■ **Data for this exercise**:
***
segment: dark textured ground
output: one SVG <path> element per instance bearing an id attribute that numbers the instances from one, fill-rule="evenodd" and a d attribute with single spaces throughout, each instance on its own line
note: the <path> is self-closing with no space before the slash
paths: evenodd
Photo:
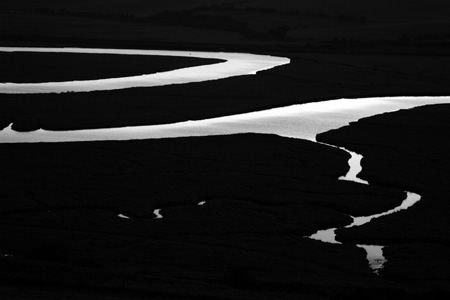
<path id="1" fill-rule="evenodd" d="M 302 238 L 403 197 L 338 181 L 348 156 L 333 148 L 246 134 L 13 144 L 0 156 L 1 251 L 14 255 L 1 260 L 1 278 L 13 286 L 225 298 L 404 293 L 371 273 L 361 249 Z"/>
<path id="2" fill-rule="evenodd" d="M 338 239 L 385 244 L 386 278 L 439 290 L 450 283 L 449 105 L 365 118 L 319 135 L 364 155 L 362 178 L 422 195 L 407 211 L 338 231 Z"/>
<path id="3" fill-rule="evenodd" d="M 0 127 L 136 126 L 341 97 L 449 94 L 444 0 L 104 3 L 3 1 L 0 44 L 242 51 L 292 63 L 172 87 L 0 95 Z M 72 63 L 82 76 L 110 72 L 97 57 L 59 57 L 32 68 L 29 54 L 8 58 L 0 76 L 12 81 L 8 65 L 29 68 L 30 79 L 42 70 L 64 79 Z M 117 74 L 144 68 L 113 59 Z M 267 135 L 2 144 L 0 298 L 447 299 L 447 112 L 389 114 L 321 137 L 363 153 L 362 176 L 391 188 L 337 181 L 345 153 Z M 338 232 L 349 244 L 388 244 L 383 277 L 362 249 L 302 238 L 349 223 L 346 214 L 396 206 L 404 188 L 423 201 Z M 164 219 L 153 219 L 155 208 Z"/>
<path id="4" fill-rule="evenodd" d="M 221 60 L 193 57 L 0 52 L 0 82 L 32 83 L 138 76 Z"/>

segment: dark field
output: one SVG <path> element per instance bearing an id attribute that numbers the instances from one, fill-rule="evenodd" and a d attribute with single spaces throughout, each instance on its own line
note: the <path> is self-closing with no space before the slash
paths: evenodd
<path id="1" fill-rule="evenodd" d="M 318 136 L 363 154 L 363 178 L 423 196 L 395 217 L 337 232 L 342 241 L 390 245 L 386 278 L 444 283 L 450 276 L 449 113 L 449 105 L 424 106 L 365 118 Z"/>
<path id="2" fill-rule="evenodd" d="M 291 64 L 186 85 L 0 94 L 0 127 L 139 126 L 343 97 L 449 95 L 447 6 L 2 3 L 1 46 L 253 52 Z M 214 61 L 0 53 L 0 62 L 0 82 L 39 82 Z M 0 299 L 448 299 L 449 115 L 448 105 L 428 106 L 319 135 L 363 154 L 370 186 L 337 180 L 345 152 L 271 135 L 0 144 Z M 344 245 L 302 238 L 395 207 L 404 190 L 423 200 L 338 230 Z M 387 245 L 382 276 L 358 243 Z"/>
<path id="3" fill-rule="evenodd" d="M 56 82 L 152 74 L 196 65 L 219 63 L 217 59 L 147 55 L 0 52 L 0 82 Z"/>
***
■ **Your instructions**: Write the entries above out again exactly, but not the pictures.

■ **Answer area**:
segment: dark textured ground
output: one SVG <path> element per instance bearing an id attribute that numbers the instances from one, fill-rule="evenodd" and a d attribute with single spaces throughout, each instance on its own line
note: the <path> is self-closing with no space before the slash
paths: evenodd
Photo:
<path id="1" fill-rule="evenodd" d="M 302 238 L 403 197 L 338 181 L 348 156 L 333 148 L 246 134 L 13 144 L 0 156 L 1 251 L 14 255 L 1 260 L 1 278 L 13 286 L 225 298 L 404 293 L 371 273 L 361 249 Z"/>
<path id="2" fill-rule="evenodd" d="M 338 239 L 385 244 L 386 278 L 439 290 L 450 283 L 449 105 L 365 118 L 319 135 L 364 155 L 362 178 L 422 195 L 407 211 L 338 231 Z"/>
<path id="3" fill-rule="evenodd" d="M 0 127 L 136 126 L 341 97 L 449 94 L 444 0 L 104 3 L 3 1 L 0 44 L 242 51 L 292 63 L 172 87 L 0 95 Z M 72 63 L 82 76 L 110 72 L 97 57 L 59 57 L 32 68 L 29 54 L 8 58 L 0 76 L 12 81 L 8 65 L 29 68 L 30 79 L 42 70 L 64 79 Z M 117 74 L 144 68 L 113 59 Z M 267 135 L 2 144 L 0 298 L 447 299 L 447 112 L 389 114 L 321 137 L 363 153 L 362 176 L 391 188 L 337 181 L 345 153 Z M 338 232 L 349 244 L 388 244 L 383 277 L 362 249 L 302 238 L 349 223 L 346 214 L 396 206 L 404 188 L 423 201 Z M 164 219 L 153 219 L 155 208 Z"/>
<path id="4" fill-rule="evenodd" d="M 221 60 L 193 57 L 0 52 L 0 82 L 32 83 L 138 76 Z"/>

segment: dark field
output: one SVG <path> element per instance bearing an id attribute that numbers the instances from one, fill-rule="evenodd" and a d attribute with single spaces throughout, each instance on its own line
note: the <path> is self-closing with no space before the slash
paths: evenodd
<path id="1" fill-rule="evenodd" d="M 318 136 L 363 154 L 363 178 L 423 196 L 395 217 L 337 232 L 342 241 L 390 245 L 386 278 L 444 283 L 450 276 L 449 113 L 449 105 L 424 106 L 365 118 Z"/>
<path id="2" fill-rule="evenodd" d="M 291 64 L 186 85 L 0 94 L 0 127 L 139 126 L 343 97 L 449 95 L 447 6 L 2 3 L 1 46 L 253 52 Z M 214 61 L 0 53 L 0 62 L 0 82 L 39 82 Z M 0 299 L 448 299 L 449 115 L 448 105 L 428 106 L 319 135 L 363 154 L 370 186 L 337 180 L 345 152 L 271 135 L 0 144 Z M 344 245 L 302 238 L 395 207 L 404 190 L 423 200 L 338 230 Z M 387 245 L 382 276 L 358 243 Z"/>
<path id="3" fill-rule="evenodd" d="M 56 82 L 152 74 L 196 65 L 219 63 L 217 59 L 147 55 L 0 52 L 0 82 Z"/>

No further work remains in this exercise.